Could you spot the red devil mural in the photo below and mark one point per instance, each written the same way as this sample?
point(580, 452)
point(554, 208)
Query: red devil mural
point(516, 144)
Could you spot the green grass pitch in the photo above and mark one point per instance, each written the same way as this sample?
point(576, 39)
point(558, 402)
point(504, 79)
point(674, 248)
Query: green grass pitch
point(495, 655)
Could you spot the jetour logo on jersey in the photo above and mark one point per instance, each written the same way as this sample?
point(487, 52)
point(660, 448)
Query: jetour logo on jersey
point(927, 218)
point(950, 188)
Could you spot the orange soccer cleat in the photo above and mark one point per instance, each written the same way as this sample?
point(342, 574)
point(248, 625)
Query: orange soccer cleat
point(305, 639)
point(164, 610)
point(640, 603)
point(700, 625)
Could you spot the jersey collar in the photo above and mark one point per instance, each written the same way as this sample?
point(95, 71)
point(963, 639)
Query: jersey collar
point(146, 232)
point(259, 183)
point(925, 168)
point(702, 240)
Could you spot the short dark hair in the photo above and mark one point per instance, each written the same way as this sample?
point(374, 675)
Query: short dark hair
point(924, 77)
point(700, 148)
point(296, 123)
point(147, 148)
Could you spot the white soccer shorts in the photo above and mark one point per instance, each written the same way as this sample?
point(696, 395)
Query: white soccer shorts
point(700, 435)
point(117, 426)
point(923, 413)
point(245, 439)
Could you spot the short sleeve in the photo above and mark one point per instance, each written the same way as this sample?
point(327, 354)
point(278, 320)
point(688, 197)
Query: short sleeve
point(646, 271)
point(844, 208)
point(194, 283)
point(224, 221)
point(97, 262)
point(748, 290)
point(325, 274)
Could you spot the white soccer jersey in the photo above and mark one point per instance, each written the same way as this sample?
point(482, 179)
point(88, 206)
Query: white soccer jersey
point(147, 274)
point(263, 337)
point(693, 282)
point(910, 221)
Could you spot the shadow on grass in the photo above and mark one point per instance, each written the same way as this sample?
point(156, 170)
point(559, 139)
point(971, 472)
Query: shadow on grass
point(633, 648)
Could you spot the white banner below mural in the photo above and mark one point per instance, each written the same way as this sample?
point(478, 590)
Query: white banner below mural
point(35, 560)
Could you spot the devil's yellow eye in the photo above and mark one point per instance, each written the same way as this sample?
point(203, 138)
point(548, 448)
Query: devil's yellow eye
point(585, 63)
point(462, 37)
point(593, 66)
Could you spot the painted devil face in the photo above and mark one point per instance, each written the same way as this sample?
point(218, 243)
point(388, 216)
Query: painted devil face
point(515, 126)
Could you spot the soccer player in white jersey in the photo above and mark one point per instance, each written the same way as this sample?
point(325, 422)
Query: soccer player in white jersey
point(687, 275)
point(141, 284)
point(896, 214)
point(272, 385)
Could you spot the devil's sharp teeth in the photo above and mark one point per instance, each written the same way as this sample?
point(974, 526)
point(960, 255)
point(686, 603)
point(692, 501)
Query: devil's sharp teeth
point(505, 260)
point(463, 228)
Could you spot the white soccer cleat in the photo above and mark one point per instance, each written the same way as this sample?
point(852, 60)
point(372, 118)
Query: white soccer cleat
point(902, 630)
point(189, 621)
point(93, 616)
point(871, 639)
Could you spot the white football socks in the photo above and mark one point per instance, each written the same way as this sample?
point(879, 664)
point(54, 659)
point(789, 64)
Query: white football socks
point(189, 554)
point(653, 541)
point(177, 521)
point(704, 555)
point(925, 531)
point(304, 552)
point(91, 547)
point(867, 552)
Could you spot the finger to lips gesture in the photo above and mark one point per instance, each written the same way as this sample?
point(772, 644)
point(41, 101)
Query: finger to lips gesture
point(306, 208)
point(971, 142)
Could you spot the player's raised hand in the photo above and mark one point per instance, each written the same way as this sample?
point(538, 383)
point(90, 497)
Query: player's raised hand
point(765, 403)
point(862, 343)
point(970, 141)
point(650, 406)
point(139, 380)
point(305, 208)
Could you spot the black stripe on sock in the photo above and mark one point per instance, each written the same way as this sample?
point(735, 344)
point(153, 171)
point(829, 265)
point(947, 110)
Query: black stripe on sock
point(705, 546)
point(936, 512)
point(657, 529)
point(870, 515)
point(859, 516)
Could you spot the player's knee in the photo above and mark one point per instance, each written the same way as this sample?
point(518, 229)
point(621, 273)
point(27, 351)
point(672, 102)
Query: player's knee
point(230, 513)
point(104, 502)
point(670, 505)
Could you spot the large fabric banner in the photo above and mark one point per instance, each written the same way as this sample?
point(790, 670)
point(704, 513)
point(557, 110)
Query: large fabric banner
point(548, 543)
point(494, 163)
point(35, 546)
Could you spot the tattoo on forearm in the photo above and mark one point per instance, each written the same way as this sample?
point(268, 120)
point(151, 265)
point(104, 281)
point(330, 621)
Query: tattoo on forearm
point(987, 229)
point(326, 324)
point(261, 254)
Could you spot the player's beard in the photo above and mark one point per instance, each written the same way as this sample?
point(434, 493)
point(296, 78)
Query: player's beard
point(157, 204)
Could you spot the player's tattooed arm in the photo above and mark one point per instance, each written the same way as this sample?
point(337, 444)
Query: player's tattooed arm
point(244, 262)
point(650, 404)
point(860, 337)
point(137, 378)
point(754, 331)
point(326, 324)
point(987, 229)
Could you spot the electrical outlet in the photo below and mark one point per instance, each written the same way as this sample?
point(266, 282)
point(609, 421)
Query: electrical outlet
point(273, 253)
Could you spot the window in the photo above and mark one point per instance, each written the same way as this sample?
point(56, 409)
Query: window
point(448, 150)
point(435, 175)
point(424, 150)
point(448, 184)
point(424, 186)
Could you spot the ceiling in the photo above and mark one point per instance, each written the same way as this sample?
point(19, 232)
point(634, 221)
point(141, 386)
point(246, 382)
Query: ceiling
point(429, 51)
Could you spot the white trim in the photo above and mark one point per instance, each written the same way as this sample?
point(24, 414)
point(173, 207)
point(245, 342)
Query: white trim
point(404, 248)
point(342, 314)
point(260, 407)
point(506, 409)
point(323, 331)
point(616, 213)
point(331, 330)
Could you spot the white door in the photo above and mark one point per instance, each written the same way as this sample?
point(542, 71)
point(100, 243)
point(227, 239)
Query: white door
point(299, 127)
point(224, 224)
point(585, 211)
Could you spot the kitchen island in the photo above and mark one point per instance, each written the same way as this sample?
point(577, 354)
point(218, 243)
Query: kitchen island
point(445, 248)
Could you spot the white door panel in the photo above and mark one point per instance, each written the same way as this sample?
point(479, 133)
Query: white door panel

__________________________________________________

Can you rewrite all of the lines above so that each "sample" becomes "template", with nothing else changed?

Could you spot the red devil mural in the photo below and mark one point per instance, each written the same way as this template?
point(580, 452)
point(554, 208)
Query: red devil mural
point(516, 144)
Could you spot the green grass pitch in the photo above and mark one point per instance, each written the same way as this template?
point(576, 39)
point(558, 402)
point(504, 79)
point(674, 248)
Query: green grass pitch
point(495, 655)
Could you spot the jetour logo on jersey in the photo above and mark one point per instance, each written the same way as this template?
point(487, 52)
point(660, 448)
Query: jetour logo on jersey
point(927, 218)
point(950, 188)
Could you spot the orange soccer cleat in the photo above and mark one point per instance, each written the same way as this template?
point(342, 574)
point(248, 625)
Query: orange soccer cleat
point(305, 639)
point(164, 610)
point(640, 603)
point(700, 625)
Could you spot the jersey collar in the photo above and mark one point per instance, each written the same way as this template?
point(95, 71)
point(963, 639)
Query: jersey collar
point(146, 232)
point(259, 183)
point(925, 168)
point(702, 240)
Could you spot the short dark hair in the photo above and mark one point per instance, each written the same way as this template?
point(374, 675)
Query: short dark hair
point(924, 77)
point(700, 148)
point(296, 123)
point(147, 148)
Could you spot the white soccer shorts in the photo above and mark one point per instance, each written the same way as this template?
point(696, 395)
Query: white soccer shorts
point(700, 435)
point(117, 426)
point(923, 413)
point(245, 439)
Could you spot the short sleeve in the photo above and mark one point per instance, each written the same way as this template?
point(327, 354)
point(278, 320)
point(688, 197)
Query: short sleeve
point(646, 271)
point(844, 208)
point(194, 283)
point(224, 221)
point(97, 262)
point(748, 290)
point(325, 274)
Could you spot the white soccer jersey in the photo above and mark one point per instance, each written the same way as this template?
point(482, 179)
point(88, 206)
Query: white soccer jersey
point(147, 274)
point(263, 337)
point(693, 282)
point(910, 221)
Could you spot the shadow on grass in the photo above and mark one point per instance, each written the same way as this template?
point(156, 170)
point(559, 139)
point(971, 472)
Query: shadow on grass
point(633, 648)
Could you spot the white banner below mural in the photo above and mark one point per instance, each written the same way as this template?
point(478, 590)
Query: white banner below mural
point(35, 560)
Could you spot the devil's yellow eye in the photo above and mark one point per instance, each written the same way as this template?
point(203, 138)
point(548, 448)
Query: devil's yellow eye
point(585, 63)
point(462, 37)
point(593, 66)
Could you spot the painted devil face in the photo above and mark one point per instance, each written the same way as this template?
point(218, 243)
point(388, 216)
Query: painted devil face
point(515, 126)
Could you spot the soccer player in white jersey in the photo above and mark one point per instance, each written the same way as this template?
point(325, 422)
Query: soccer player in white jersey
point(687, 275)
point(141, 284)
point(896, 214)
point(272, 385)
Could you spot the devil's sharp teeth in the photo above and mark one point per instance, each written the same way as this template?
point(974, 526)
point(960, 255)
point(686, 603)
point(692, 501)
Query: devil's sharp teeth
point(505, 260)
point(463, 228)
Could you spot the white soccer cleat in the photo above and mark one point per instance, each written the same way as this template?
point(852, 60)
point(372, 118)
Query: white soccer cleat
point(902, 630)
point(189, 621)
point(93, 616)
point(871, 639)
Could you spot the white football socks in the photo above and mark one point per instance, each written the same way as this template?
point(879, 664)
point(54, 659)
point(789, 64)
Query: white football socks
point(189, 554)
point(653, 541)
point(177, 521)
point(704, 555)
point(925, 531)
point(304, 552)
point(91, 547)
point(867, 552)
Could you spot the finger to lips gesture in the photo above and mark one point per instance, each written the same way as this template?
point(772, 644)
point(41, 101)
Query: finger to lips gesture
point(306, 208)
point(971, 142)
Could you spot the player's raised hand in the photo above and mark one point per instance, each written the same way as this template?
point(538, 383)
point(90, 497)
Query: player's raised hand
point(765, 403)
point(862, 343)
point(970, 141)
point(650, 406)
point(139, 380)
point(305, 208)
Could you spot the black stripe on sock in the photo above and mark one point per instance, each written the same way as this template?
point(735, 344)
point(153, 171)
point(829, 265)
point(947, 110)
Query: black stripe on sock
point(705, 546)
point(936, 512)
point(657, 529)
point(870, 515)
point(859, 516)
Could you spot the player's knee in the photo above and mark one point per instance, each written the same way as this template?
point(518, 229)
point(621, 273)
point(27, 351)
point(672, 102)
Query: player's knee
point(230, 513)
point(104, 502)
point(670, 505)
Could you spot the large fabric banner in the photo above and mark one point per instance, each written the same way as this template?
point(790, 670)
point(704, 513)
point(557, 110)
Query: large fabric banner
point(548, 543)
point(494, 163)
point(35, 546)
Could you spot the tattoo on forearm in the photo above and mark one point per instance, each written the same way as this template?
point(268, 120)
point(151, 265)
point(104, 281)
point(330, 621)
Query: tattoo on forearm
point(987, 229)
point(326, 324)
point(261, 254)
Could you spot the player's beard in the photo above and mark one point per instance, each written the same way as this template?
point(434, 493)
point(296, 78)
Query: player's beard
point(157, 204)
Could you spot the player's tattooed arm in the photo above and mark one point per instance, each written the same way as this template?
point(337, 444)
Query: player's tattooed arm
point(244, 262)
point(650, 404)
point(860, 337)
point(137, 378)
point(754, 331)
point(326, 324)
point(987, 229)
Could you spot the electrical outlet in the photo below and mark one point per instance, each written the same way as this template?
point(266, 282)
point(609, 421)
Query: electrical outlet
point(273, 253)
Could you spot the window in the photo above and mark one point per instance, each written the same way as this template?
point(56, 409)
Query: window
point(448, 150)
point(435, 175)
point(424, 150)
point(448, 184)
point(424, 186)
Could you spot the ceiling in the photo above and mark one point per instance, each written the same way as this template?
point(19, 232)
point(634, 221)
point(141, 386)
point(246, 382)
Query: ceiling
point(429, 51)
Could you spot the white trim in the photo above and mark one point per instance, each written the same way as this template?
point(24, 414)
point(173, 207)
point(245, 342)
Query: white trim
point(404, 248)
point(342, 314)
point(260, 407)
point(506, 409)
point(323, 331)
point(616, 213)
point(331, 330)
Could you spot the white door in the photo above and mark one point per instance, each written the same way as this template?
point(542, 71)
point(100, 243)
point(227, 239)
Query: white door
point(299, 127)
point(224, 224)
point(585, 211)
Could you spot the kitchen island in the photo above and mark one point per instance, each written the same way as this template?
point(577, 354)
point(218, 243)
Query: kitchen island
point(445, 248)
Could you spot the white door panel in the photo above and mark one point per instance, each written the same way as this template?
point(479, 133)
Query: white door panel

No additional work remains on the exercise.